Tristesse, ô combien, à la suite du décès de Zouhaïra Salem. Nos générations se croisent, et pour avoir partagé la passion des grandes voix, nous nous tînmes longtemps compagnie.
Du remords, aussi. La maladie de Zouhaïra fut longue ;hélas, pendant tout ce temps, et sans réelles excuses, je ne l’ai plus revue.
C’est sans rattrapage, je le crains.
Les médias ont rendu un bel hommage à Zouhaïra Salem. Emotion, évocation, empathie. De la part des jeunes journalistes notamment, cela a du sens. Il y a continuité d’une œuvre. Et quatre décennies durant, l’artiste aura bien marqué son chemin
Un petit reproche, toutefois : pourquoi ces répertoires à plusieurs centaines «imputés» à nos chanteurs disparus ? C’est d’abord faux. Pas même Abdelwahab et Om Kalthoum n’ont vanté de tels chiffres ; pas même Ray Charles ou Bécaud. C’est faux et c’est inutile parce qu’il y manquera toujours la preuve. Les chanteurs historiques ne trouvent, au contraire, leur compte, que dans le meilleur de leurs titres, et le meilleur, chez eux, est toujours un petit lot. Deux ou trois chefs-d’œuvre, trois ou quatre succès. Il arrive même qu’un seul suffise et déteigne sur le tout. L’Égyptien Chafiq Jallal bâtit sa réputation tunisienne puis arabe sur la seule «chlawnana». Les Syriens Fahd Balan et Riadh el Bandaq(compositeur) de même. Le premier avec la taqtouqa «washrah laha», le second, avec la magnifique «ya aini assabr».

■ **Consigne**
Reprenez l'hommage à Zouhaïra Salem et poursuivez-le après sa dernière phrase.

■ **Liste des données**
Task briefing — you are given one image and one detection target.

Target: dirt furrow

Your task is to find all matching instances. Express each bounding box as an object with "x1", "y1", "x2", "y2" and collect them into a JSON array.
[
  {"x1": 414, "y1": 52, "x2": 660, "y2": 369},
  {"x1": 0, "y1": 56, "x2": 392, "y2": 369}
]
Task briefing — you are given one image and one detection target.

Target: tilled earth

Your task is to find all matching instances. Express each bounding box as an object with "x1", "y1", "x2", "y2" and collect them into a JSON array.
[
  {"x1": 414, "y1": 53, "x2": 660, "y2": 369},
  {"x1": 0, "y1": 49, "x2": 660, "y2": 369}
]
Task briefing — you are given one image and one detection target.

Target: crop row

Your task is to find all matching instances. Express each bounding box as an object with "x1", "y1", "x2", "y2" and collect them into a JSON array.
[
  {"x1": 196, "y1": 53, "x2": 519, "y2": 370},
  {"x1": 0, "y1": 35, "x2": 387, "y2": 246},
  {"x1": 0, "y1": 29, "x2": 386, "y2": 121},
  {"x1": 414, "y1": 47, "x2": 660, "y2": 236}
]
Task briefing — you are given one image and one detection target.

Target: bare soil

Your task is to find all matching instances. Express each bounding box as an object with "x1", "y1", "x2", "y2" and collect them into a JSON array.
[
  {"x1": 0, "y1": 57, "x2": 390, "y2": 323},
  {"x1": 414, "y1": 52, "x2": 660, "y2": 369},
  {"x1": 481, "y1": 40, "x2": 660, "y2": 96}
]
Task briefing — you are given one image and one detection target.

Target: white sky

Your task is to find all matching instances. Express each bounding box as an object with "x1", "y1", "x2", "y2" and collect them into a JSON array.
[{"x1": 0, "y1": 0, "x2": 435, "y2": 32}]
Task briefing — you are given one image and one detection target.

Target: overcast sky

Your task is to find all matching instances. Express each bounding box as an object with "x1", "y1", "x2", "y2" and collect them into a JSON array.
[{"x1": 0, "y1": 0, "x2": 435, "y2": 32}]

■ **Résultat attendu**
Tout cela pour dire qu’on ne rend pas service à Zouhaïra Salem, qu’on ne rehausse ni sa mémoire ni son répertoire, en la noyant ainsi sous des centaines et des centaines de titres inexistants.
La vérité, les spécialistes, les témoins et les contemporains la connaissent.
Ils vous diront que Zouhaïra a interprété le chef-d’œuvre de sa carrière déjà au tout début, 61-62, «ila man qadhaou fisabil el alam», ode à la patrie, hommage aux martyrs de la guerre de Bizerte. Et que, partant de là, un modèle de qualité ne s’est jamais démenti : «baja bledi», «ya ommi», une dizaine d’autres. Des courtes et des qassids, de Mohamed Triki, Chedly Anouar, Abdelhamid Sassi, Mohamed Ridha, des Libyens aussi, des maîtres, tous de grands noms.
Ils évoqueront, surtout, ce que beaucoup d’entre nous ont, malheureusement, pris l’habitude d’oublier : la superbe voix de Zouhaïra, ces tons justes, ce timbre légèrement voilé. Et ce chant, à chaque fois, rendu dans sa couleur, ses modulations, ses sentiments.
Zouhaïra avait la passion des grandes voix. Elle en était une, mais elle n’en montra jamais la prétention. Paix à son âme, Art et humilité.